INFORMATION Block Start

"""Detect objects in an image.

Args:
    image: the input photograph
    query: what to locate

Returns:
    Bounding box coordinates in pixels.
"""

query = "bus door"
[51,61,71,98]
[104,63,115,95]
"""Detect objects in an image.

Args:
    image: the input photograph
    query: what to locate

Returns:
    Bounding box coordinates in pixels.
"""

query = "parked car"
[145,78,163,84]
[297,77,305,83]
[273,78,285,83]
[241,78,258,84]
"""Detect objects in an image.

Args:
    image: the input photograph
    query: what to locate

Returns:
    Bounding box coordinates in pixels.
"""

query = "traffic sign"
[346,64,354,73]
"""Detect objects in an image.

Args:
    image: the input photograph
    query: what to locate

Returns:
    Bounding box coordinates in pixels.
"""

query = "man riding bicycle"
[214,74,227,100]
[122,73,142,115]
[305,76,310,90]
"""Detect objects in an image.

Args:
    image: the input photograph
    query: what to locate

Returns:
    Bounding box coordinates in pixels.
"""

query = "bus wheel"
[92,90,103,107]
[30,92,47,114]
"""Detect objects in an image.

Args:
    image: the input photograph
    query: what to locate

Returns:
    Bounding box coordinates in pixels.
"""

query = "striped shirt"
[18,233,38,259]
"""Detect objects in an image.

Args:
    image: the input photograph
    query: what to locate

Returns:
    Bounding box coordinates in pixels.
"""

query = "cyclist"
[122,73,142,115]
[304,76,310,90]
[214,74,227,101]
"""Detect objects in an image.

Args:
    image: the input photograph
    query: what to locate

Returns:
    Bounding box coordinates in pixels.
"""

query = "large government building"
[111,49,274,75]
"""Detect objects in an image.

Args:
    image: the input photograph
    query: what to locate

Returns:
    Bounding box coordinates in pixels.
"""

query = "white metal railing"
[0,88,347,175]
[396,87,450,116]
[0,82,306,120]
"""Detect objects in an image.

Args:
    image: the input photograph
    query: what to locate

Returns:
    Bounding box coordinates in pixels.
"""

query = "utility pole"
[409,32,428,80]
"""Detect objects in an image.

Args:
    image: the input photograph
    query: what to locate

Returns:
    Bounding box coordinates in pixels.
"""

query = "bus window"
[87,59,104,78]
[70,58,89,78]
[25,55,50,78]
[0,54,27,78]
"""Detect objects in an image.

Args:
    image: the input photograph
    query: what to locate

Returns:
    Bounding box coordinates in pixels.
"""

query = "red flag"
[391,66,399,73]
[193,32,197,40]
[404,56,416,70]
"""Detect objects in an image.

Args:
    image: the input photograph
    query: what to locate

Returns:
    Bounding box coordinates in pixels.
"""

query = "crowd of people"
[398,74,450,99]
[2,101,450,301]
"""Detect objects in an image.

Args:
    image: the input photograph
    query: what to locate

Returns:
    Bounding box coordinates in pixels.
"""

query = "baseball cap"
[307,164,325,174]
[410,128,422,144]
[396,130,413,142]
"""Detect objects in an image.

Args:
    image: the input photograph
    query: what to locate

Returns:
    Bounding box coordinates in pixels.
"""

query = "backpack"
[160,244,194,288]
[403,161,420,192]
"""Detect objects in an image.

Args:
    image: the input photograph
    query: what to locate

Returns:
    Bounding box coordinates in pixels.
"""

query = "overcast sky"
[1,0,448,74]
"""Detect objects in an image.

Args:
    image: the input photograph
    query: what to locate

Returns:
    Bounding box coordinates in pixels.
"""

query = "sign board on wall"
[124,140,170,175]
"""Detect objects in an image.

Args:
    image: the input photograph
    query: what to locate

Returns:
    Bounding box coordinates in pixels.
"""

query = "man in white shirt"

INFORMATION Block End

All of the entries should be output exactly as they appear above.

** EXERCISE SOLUTION **
"""Detect objects in an image.

Args:
    image: the input photograph
    query: what to locate

Returns:
    Bounding box coordinates in pixels.
"""

query = "bus door"
[51,61,71,98]
[104,63,115,95]
"""Detect objects in an image.

Args:
    image: the input photograph
    query: what to locate

Returns:
    Bounding box coordinates in pixels.
"""

query = "parked car"
[145,78,163,84]
[297,77,305,83]
[273,78,285,83]
[241,78,258,84]
"""Detect objects in an image.

Args:
    image: the input photograph
    query: what to locate

Returns:
    Bounding box coordinates in pixels.
"""

query = "traffic sign"
[346,64,354,73]
"""Detect objects in an image.

Args:
    image: the input photograph
    query: what to locate

Returns:
    Bounding box coordinates in pixels.
"""

query = "man riding bicycle"
[214,74,227,100]
[122,73,142,115]
[305,76,310,90]
"""Detect objects in an image.

Args:
    image: the input photograph
    query: what to locate

Returns:
    Bounding box coordinates in pixels.
"""

query = "bus wheel"
[92,90,103,107]
[30,92,47,114]
"""Detect objects in an image.

Args:
    image: the input photograph
    query: what to locate

Returns:
    Bounding box coordinates in pixels.
"""

query = "striped shirt"
[18,233,38,259]
"""Detect objects in an image.

Args:
    image: the input photograph
    query: what to locate

Returns:
    Bounding box coordinates in pixels.
"""

query = "cyclist"
[122,73,142,115]
[304,76,310,90]
[214,74,227,101]
"""Detect objects in an image.

Args:
    image: the input photograph
    query: what to locate

Returns:
    Bounding box coordinates in pixels.
"""

query = "large government building"
[111,49,274,75]
"""Detect objects in an image.

Args:
    image: the input photograph
    query: what to locate

Returns:
    Bounding box coordinates in pixels.
"""

query = "white metal railing"
[0,88,347,175]
[396,87,450,116]
[0,82,306,120]
"""Detect objects in an image.

Args:
    image: the input photograph
    query: what to locate

Returns:
    Bounding box coordinates in pixels.
"""

query = "utility pole"
[409,32,428,80]
"""Detect objects in an image.

Args:
    image: the input photograph
    query: what to locate

Returns:
    Bounding box coordinates in pixels.
"""

query = "bus window"
[87,59,104,78]
[70,58,89,78]
[25,55,50,78]
[0,54,27,78]
"""Detect objects in an image.

Args:
    image: the input photograph
    query: what to locate

Returns:
    Bounding box coordinates in pixels.
"""

query = "red flag"
[391,66,399,73]
[193,32,197,40]
[404,56,416,70]
"""Detect objects in an image.

Args:
    image: the input photograph
    query: what to locate

Returns:
    Bounding box coordinates in pixels.
"""

query = "crowd of people"
[398,74,450,99]
[2,101,450,301]
"""Detect objects in an image.

Args:
    image: the input photograph
    query: what to locate

Returns:
    Bounding box coordinates in pixels.
"""

query = "baseball cap"
[307,164,325,174]
[410,128,422,144]
[396,130,413,142]
"""Detect objects in an image.

Args:
    image: the input photograph
    query: what to locate

Returns:
    Bounding box coordinates in pixels.
"""

query = "backpack"
[160,244,194,288]
[403,161,420,192]
"""Detect objects in an image.

Args:
    image: the input photograph
    query: what to locate

Returns:
    Bounding box coordinates in pixels.
"""

query = "overcast sky"
[1,0,448,74]
"""Detect objects in an image.

Args:
    image: the input photograph
    query: what to locate

Returns:
    Bounding box coordinates in pixels.
"""

query = "sign board on wall"
[124,140,170,175]
"""Detect objects in an image.

Args:
    image: the input photograph
    query: what to locate

Returns:
    Bounding box coordinates in pixels.
"""

query = "man in white shirt"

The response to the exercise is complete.